*PAGE TEXT*

🧐Inside DeepSeek-V3: Are Export Controls Falling Short?

Weekly China AI News from December 30, 2025 to January 5, 2025

Jan 06, 2025

Hi, this is Tony! Welcome to this week’s issue of Recode China AI, a newsletter for China’s trending AI news and papers.

I should have written a review of DeepSeek-V3 sooner, given all the buzz it has generated. In this post, I discussed why the model is so cost-effective, who DeepSeek and its team are, and whether U.S. export controls on China are falling short.

What’s New: Meet DeepSeek-V3

DeepSeek, an AI lab backed by High-Flyer, a quantitative hedge fund in China, released its open-source large language model (LLM), DeepSeek-V3, in late December.

The model immediately garnered attention for two key reasons. First, it outperformed other SOTA open LLMs like Qwen2.5-72B and Llama-3.1-405B across benchmarks while competing closely with proprietary models such as GPT-4o and Claude 3.5 Sonnet. Second, the model with 671 billion parameters achieved these results while using only 2.788 million GPU hours for training, costing under $6 million. In comparison, Meta’s Llama 3.1 405B, with fewer parameters than DeepSeek-V3, used about 30.84 million GPU hours – about 11 times the compute used by DeepSeek-V3.

DeepSeek-V3’s inference costs are also lower compared to other SOTA models, with $0.27 per million input tokens (for cache misses), $0.07 (for cache hits), and $1.10 for output tokens. In contrast, Claude 3.5 Sonnet’s pricing is $3 per million input tokens, and $15 per million output tokens.

DeepSeek-V3 came despite limited access to advanced GPUs due to U.S. export controls, which raised a crucial question: Are export controls working as intended to slow China’s AI progress?

Why is DeepSeek-V3 So Cheap?

There are already many detailed analysis of DeepSeek-V3’s architectural innovations. If you are really interested in technical details, take a look at Zvi Mowshowitz’s review of the model.

*EXERCISES*
1. Turn the paragraph of the DeepSeek-V3 newsletter that begins "The model immediately garnered attention" into a short bulleted list that keeps its main facts.
2. Supply the continuation of the DeepSeek-V3 newsletter after its final sentence.
The listing that comes next is separate from the DeepSeek-V3 newsletter.

*DATA SHOWN*
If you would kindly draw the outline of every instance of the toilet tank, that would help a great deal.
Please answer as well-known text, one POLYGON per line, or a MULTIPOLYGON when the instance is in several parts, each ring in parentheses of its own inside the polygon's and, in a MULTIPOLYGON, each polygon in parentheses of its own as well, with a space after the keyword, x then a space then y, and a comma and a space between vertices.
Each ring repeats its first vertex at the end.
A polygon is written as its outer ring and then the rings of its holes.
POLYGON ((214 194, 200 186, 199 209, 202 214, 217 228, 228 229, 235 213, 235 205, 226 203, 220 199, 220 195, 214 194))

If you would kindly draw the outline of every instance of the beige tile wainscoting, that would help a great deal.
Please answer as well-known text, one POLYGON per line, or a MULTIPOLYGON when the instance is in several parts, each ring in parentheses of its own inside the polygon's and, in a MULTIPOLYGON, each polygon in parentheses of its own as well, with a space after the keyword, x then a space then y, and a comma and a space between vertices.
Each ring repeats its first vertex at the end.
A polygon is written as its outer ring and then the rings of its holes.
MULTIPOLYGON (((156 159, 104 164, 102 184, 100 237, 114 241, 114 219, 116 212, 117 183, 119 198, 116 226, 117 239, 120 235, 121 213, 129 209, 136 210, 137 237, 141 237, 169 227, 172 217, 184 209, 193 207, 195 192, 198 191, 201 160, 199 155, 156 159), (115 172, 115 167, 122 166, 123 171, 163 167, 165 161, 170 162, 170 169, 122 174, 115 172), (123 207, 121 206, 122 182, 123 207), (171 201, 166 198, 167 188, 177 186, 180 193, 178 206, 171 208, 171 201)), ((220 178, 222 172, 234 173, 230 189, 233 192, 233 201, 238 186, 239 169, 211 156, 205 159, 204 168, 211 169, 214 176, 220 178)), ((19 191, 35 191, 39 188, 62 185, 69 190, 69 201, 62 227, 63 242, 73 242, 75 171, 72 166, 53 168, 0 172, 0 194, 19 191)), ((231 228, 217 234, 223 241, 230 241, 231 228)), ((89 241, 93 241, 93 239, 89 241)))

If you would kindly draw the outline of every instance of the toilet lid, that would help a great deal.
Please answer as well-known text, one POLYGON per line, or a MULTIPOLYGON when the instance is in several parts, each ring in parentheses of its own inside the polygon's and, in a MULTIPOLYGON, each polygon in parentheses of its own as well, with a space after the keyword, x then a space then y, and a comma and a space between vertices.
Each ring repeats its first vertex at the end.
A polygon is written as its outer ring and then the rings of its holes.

*RESULTS IN ORDER*
1.
- DeepSeek-V3 drew attention for two reasons.
- It beat open models such as Qwen2.5-72B and Llama-3.1-405B on benchmarks and came close to proprietary models such as GPT-4o and Claude 3.5 Sonnet.
- With 671 billion parameters, it was trained on only 2.788 million GPU hours, at a cost under $6 million.
- Meta's Llama 3.1 405B has fewer parameters but used about 30.84 million GPU hours, roughly 11 times as much compute.

2.
Don't Worry About the Vase

DeepSeek v3: The Six Million Dollar Model

What should we make of DeepSeek v3…

8 months ago · 45 likes · 19 comments · Zvi Mowshowitz

In my view, the cost efficiency of DeepSeek-V3 stems from the following techniques:

Highly sparse MoE Architecture: Although the model has 671 billion parameters, only 37 billion are active during inference (about 5.5% of the model’s capacity). This sparsity reduces computational costs but also complicates training. Training MoE models involves dynamically routing inputs to specific experts, which can lead to challenges like load imbalance (some experts being overused) or instability in gating.

Multi-Head Latent Attention (MLA): MLA is an architectural technique first introduced in the paper of DeepSeek-V2. It optimizes memory efficiency in inference by “compressing the Key-Value (KV) cache into a latent vector” while maintaining performance. MLA reportedly can reduce memory usage to 5%-13% of the Multi-Head Attention (MHA) architecture. While MLA is less common than Grouped Query Attention (GQA) – widely used in models like LLaMA-2 and Mistral7B – it could receive more interests along with DeepSeek’s growing influence.

FP8 Mixed-Precision Training: LLM training typically uses FP32 full-precision or FP16/BF16 mixed-precision, but a 2023 Microsoft paper proposed FP8 for LLM training, reducing memory usage by 39% and running 75% faster than BF16. The DeepSeek-V3 paper reported similar results, with FP8 theoretically doubling the computational speed compared with BF16.

Auxiliary-Loss-Free Load Balancing: This technique ensures computational loads are evenly distributed among experts without compromising performance. It is also elaborated in an ICLR 2025 submission paper if you want to know more details.

Other methods include Multi-Token Prediction (MTP) training – first proposed by Meta in 2024 – which densifies training signals and enhances data efficiency. DeepSeek also used their DeepSeek-R1 reasoning model for synthetic fine-tuning data. Training was remarkably smooth, with no rollbacks or outages.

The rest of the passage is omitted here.